### To be done
Print all entries word for word.

### Dataset excerpts
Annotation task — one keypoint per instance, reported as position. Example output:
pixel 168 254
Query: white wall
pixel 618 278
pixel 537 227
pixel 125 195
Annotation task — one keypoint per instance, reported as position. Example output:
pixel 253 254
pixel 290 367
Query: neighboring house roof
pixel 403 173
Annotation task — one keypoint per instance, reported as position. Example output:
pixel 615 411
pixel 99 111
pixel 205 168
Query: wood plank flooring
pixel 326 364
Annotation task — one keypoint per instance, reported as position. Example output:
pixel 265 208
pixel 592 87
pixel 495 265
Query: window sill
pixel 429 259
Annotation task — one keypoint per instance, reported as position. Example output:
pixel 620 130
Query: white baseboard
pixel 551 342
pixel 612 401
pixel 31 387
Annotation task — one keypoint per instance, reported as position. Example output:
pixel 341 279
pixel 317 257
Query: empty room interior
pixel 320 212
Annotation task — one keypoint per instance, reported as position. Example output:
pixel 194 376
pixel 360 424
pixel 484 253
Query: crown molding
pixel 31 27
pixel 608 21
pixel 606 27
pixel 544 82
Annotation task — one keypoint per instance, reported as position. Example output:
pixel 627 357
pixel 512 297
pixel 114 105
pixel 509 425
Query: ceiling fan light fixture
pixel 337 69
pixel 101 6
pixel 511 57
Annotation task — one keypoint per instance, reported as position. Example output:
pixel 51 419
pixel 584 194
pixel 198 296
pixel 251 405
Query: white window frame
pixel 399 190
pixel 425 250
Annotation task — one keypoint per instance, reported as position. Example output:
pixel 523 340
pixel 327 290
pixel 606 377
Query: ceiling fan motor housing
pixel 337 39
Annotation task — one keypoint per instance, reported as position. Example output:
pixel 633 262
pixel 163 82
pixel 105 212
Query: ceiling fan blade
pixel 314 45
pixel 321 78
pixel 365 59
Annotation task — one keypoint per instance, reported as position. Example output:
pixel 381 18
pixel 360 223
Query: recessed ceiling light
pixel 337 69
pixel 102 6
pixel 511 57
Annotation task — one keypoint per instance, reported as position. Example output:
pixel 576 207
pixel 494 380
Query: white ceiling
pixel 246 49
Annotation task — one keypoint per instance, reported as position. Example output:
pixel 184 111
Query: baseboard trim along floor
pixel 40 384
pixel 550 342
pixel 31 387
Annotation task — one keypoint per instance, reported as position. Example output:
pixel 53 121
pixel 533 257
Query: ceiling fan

### The reply
Annotation task — one keypoint per instance, reported as position. Example output:
pixel 168 254
Query: white wall
pixel 618 278
pixel 537 227
pixel 125 195
Annotation task — one keypoint per instance, reported as position. Example output:
pixel 253 254
pixel 290 367
Query: neighboring house roof
pixel 403 173
Annotation task — one keypoint per instance, reported as position. Example output:
pixel 615 411
pixel 99 111
pixel 205 168
Query: wood plank flooring
pixel 326 364
Annotation task — one keypoint per instance, reported as position. Example output:
pixel 265 208
pixel 592 87
pixel 495 265
Query: window sill
pixel 429 259
Annotation task — one keypoint per instance, reported as position. Example output:
pixel 620 130
Query: white baseboard
pixel 551 342
pixel 612 401
pixel 31 387
Annotation task — one keypoint per instance, reported as position. Example output:
pixel 341 279
pixel 317 257
Query: empty room interior
pixel 320 212
Annotation task — one keypoint per instance, reported as position. Example output:
pixel 194 376
pixel 360 424
pixel 484 253
Query: crown molding
pixel 31 27
pixel 608 21
pixel 606 27
pixel 544 82
Annotation task — one keypoint per instance, reported as position. Example output:
pixel 627 357
pixel 512 297
pixel 114 105
pixel 509 425
Query: ceiling fan light fixture
pixel 337 69
pixel 101 6
pixel 511 57
Annotation task — one keypoint per instance, reported as position. Example output:
pixel 51 419
pixel 584 194
pixel 198 296
pixel 251 405
Query: white window frame
pixel 399 190
pixel 425 250
Annotation task — one keypoint per instance, reported as position. Example output:
pixel 523 340
pixel 327 290
pixel 606 377
Query: ceiling fan motor housing
pixel 337 39
Annotation task — one keypoint per instance, reported as position. Example output:
pixel 633 262
pixel 163 82
pixel 105 212
Query: ceiling fan blade
pixel 314 45
pixel 321 78
pixel 365 59
Annotation task — one keypoint per instance, reported as position. Example output:
pixel 381 18
pixel 360 223
Query: recessed ceiling light
pixel 337 69
pixel 102 6
pixel 511 57
Annotation task — one keypoint per instance, reported as position. Example output:
pixel 576 207
pixel 494 380
Query: white ceiling
pixel 246 49
Annotation task — one keypoint per instance, reported as position. Example output:
pixel 184 111
Query: baseboard trim along floor
pixel 40 384
pixel 550 342
pixel 31 387
Annotation task — one keypoint per instance, reported as position. Example output:
pixel 53 121
pixel 533 257
Query: ceiling fan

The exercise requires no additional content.